◆ **What you should do**
Reproduce each of the rows below word for word, omitting the pictures.

◆ **Records to process**
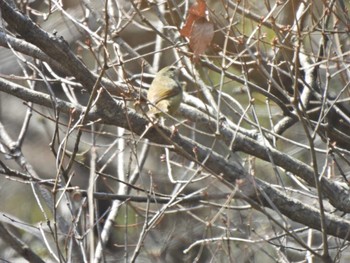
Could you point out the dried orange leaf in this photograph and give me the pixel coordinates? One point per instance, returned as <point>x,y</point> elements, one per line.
<point>196,12</point>
<point>199,8</point>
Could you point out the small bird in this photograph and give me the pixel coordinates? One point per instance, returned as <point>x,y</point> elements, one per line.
<point>165,93</point>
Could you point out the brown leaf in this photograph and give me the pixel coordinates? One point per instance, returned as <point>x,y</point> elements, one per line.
<point>196,12</point>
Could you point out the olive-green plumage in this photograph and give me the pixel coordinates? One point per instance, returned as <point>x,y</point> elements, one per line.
<point>165,93</point>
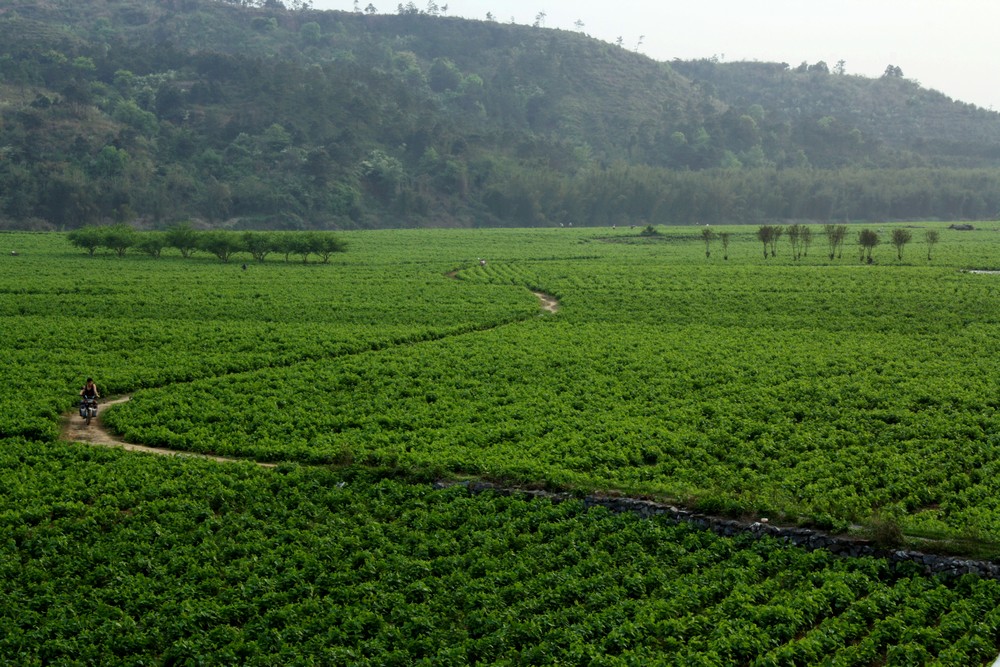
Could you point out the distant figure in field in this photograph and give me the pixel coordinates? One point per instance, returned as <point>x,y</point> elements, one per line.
<point>90,390</point>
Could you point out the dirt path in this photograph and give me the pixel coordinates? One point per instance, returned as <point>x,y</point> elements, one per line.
<point>549,303</point>
<point>77,430</point>
<point>96,433</point>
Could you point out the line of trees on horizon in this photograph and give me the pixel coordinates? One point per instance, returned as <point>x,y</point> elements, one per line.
<point>224,244</point>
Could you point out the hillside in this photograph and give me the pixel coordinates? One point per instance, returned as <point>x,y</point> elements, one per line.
<point>154,111</point>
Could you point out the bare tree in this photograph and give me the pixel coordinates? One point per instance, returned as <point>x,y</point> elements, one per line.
<point>931,238</point>
<point>900,237</point>
<point>806,235</point>
<point>764,235</point>
<point>708,235</point>
<point>795,238</point>
<point>867,239</point>
<point>775,235</point>
<point>835,235</point>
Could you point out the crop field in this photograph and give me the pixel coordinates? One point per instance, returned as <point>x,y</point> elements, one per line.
<point>825,392</point>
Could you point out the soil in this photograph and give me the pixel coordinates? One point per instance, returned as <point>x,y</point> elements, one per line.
<point>549,303</point>
<point>96,433</point>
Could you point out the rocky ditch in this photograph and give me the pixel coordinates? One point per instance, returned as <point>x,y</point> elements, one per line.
<point>808,538</point>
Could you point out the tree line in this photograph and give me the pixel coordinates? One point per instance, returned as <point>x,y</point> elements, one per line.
<point>103,130</point>
<point>800,238</point>
<point>121,238</point>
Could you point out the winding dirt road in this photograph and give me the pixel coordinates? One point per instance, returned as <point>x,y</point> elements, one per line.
<point>77,430</point>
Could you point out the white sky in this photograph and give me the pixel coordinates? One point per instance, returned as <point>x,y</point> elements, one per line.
<point>948,46</point>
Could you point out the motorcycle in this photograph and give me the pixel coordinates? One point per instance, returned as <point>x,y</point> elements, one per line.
<point>88,409</point>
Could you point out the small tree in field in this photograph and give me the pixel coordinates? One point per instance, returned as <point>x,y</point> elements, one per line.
<point>119,238</point>
<point>867,239</point>
<point>835,235</point>
<point>88,238</point>
<point>806,236</point>
<point>222,244</point>
<point>325,244</point>
<point>931,238</point>
<point>775,235</point>
<point>900,237</point>
<point>183,237</point>
<point>151,243</point>
<point>795,238</point>
<point>708,235</point>
<point>764,234</point>
<point>258,244</point>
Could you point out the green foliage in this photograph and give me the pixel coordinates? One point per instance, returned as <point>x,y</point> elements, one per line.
<point>263,117</point>
<point>173,560</point>
<point>849,394</point>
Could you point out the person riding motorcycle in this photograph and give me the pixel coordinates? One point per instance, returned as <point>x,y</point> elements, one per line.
<point>89,390</point>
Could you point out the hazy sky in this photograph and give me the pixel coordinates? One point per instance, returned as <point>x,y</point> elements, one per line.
<point>948,46</point>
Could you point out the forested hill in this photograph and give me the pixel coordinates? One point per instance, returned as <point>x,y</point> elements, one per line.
<point>153,111</point>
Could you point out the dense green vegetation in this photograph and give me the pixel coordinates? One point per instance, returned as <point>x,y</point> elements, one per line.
<point>266,117</point>
<point>821,390</point>
<point>117,559</point>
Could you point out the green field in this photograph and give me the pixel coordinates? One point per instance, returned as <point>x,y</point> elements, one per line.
<point>825,392</point>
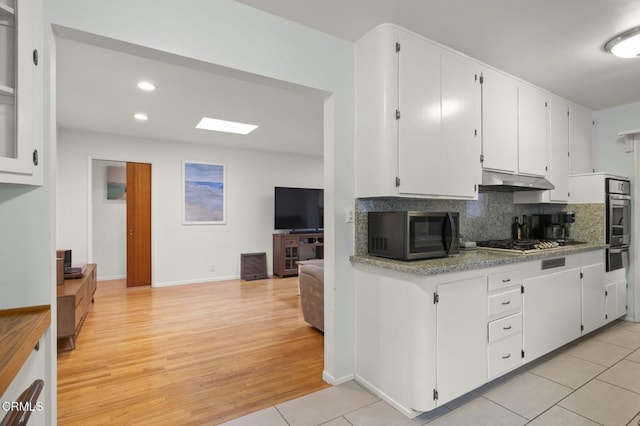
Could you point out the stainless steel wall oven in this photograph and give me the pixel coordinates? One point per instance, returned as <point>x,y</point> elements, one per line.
<point>618,222</point>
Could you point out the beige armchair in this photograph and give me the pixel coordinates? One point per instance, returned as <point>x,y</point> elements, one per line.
<point>311,278</point>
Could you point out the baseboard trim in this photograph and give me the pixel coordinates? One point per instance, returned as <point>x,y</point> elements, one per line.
<point>196,281</point>
<point>327,377</point>
<point>111,278</point>
<point>386,398</point>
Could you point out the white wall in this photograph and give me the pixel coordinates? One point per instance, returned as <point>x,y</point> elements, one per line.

◆ **Written answer**
Could you point out the dried orange leaf in this photograph and give me the pixel coordinates? One point per instance, returned as <point>x,y</point> elements, one per line.
<point>196,12</point>
<point>199,8</point>
Could you point out the small bird in this photograph and give me the pixel coordinates? One point per instance, returned as <point>x,y</point> elements, one per line.
<point>165,93</point>
Could you point out the brown leaf in this photograph and give me the pixel coordinates? One point per instance, returned as <point>x,y</point> elements, one per line.
<point>196,12</point>
Could you point out the olive-green plumage in this photograph and give me the pixel coordinates? One point per instance, returned as <point>x,y</point> elements, one per line.
<point>165,93</point>
Could you point out the distant figure in field in this photograph and give me the pixel coordinates? One point per instance, returned as <point>x,y</point> elements, one per line.
<point>90,390</point>
Could you point out the dirt path in this photograph and give me the pixel coordinates? One point per instance, returned as <point>x,y</point> elements, one per line.
<point>549,303</point>
<point>77,430</point>
<point>96,433</point>
Could you point out the line of trees on horizon in this photograph and give me the pixel coordinates? One point per instance, returned as <point>x,y</point> elements, one per line.
<point>224,244</point>
Could you point out the hillside in this photograph and give me the pixel coordinates? One point per instance, returned as <point>x,y</point> elements, one per line.
<point>154,111</point>
Could you point out the bare tree in this photograph and give me the pixel coordinates? One point per instance, returned as <point>x,y</point> elements, one per line.
<point>931,238</point>
<point>900,237</point>
<point>806,235</point>
<point>764,235</point>
<point>708,235</point>
<point>795,238</point>
<point>867,239</point>
<point>775,235</point>
<point>835,235</point>
Could you point out the crop field in this photograph and give me the pixel coordinates? One point per instance, returned as <point>x,y</point> elements, one per line.
<point>825,392</point>
Could you point out the soil in this photograph and give me the pixel coordinates? One point per instance, returned as <point>x,y</point> elements, one per line.
<point>549,303</point>
<point>96,433</point>
Could you point out the rocky ditch in this photograph and give me the pixel coordinates? One point per instance, returned as <point>x,y</point> elements, one per line.
<point>808,538</point>
Could you point out the tree line in this photograph and give me the pixel coordinates? One point per instance, returned as <point>x,y</point> elements, one per line.
<point>103,130</point>
<point>800,238</point>
<point>121,238</point>
Could you point out the winding dirt road in this photograph and give me the pixel coordinates? One point per instance, returned as <point>x,y</point> elements, one per line.
<point>77,430</point>
Could you point out the white sky in this photograph and give me the pixel coordinates? One point per instance, returned as <point>x,y</point> elements, one per line.
<point>948,46</point>
Could you point out the motorcycle in this photograph and give me the pixel coordinates? One point per instance, returned as <point>x,y</point> elements, one per line.
<point>88,409</point>
Could you point out the small tree in field in this photograph and give me the pixel coordinates? One point per instance, returned as <point>x,y</point> elements, one per line.
<point>119,238</point>
<point>867,239</point>
<point>835,235</point>
<point>88,238</point>
<point>806,236</point>
<point>222,244</point>
<point>325,244</point>
<point>931,238</point>
<point>775,235</point>
<point>900,237</point>
<point>183,237</point>
<point>151,243</point>
<point>795,238</point>
<point>708,235</point>
<point>764,234</point>
<point>258,244</point>
Could you point out the green foliage in this photograph and give me the pixel coordinates? One point per instance, returned as <point>x,y</point> elements, one per line.
<point>263,117</point>
<point>173,560</point>
<point>849,394</point>
Could you point out the person riding motorcycle in this photograph and give me the pixel coordinates? One point per instance, returned as <point>x,y</point> elements, one per line.
<point>89,390</point>
Could you point out the hazy sky in this photograph and give me the pixel coordinates? One point per instance, returned as <point>x,y</point> elements, one per line.
<point>948,46</point>
Could you point out the forested hill in this photograph and give me the pixel coordinates? One point per instance, returned as <point>x,y</point> elements, one per line.
<point>153,111</point>
Could you point out the dense green vegetation in this photograph and give me the pixel coordinates? One point per instance, returned as <point>x,y</point> elements, one per line.
<point>266,117</point>
<point>821,390</point>
<point>117,559</point>
Could you point out the green field in this photograph and give me the pixel coordinates? One point per instance, returned as <point>x,y</point> elements, one per line.
<point>825,392</point>
Could you point out the stainless steel wall oven in this photograph and give me the pixel coordinates? One point per instance, returned as <point>x,y</point> elements, one per line.
<point>618,222</point>
Could you point out the beige armchair in this photograph and give me the pixel coordinates? One point per instance, returned as <point>x,y</point> elements, one per line.
<point>311,278</point>
Could you point out the baseboard trim in this photograph and give me the pixel coordinates? One point per instance, returned as <point>x,y</point> elements, one per line.
<point>196,281</point>
<point>327,377</point>
<point>111,278</point>
<point>386,398</point>
Could you point out the white wall in this photograph and give me the pixel coordinates? One point per instance, returned as <point>x,y</point> elements, one per line.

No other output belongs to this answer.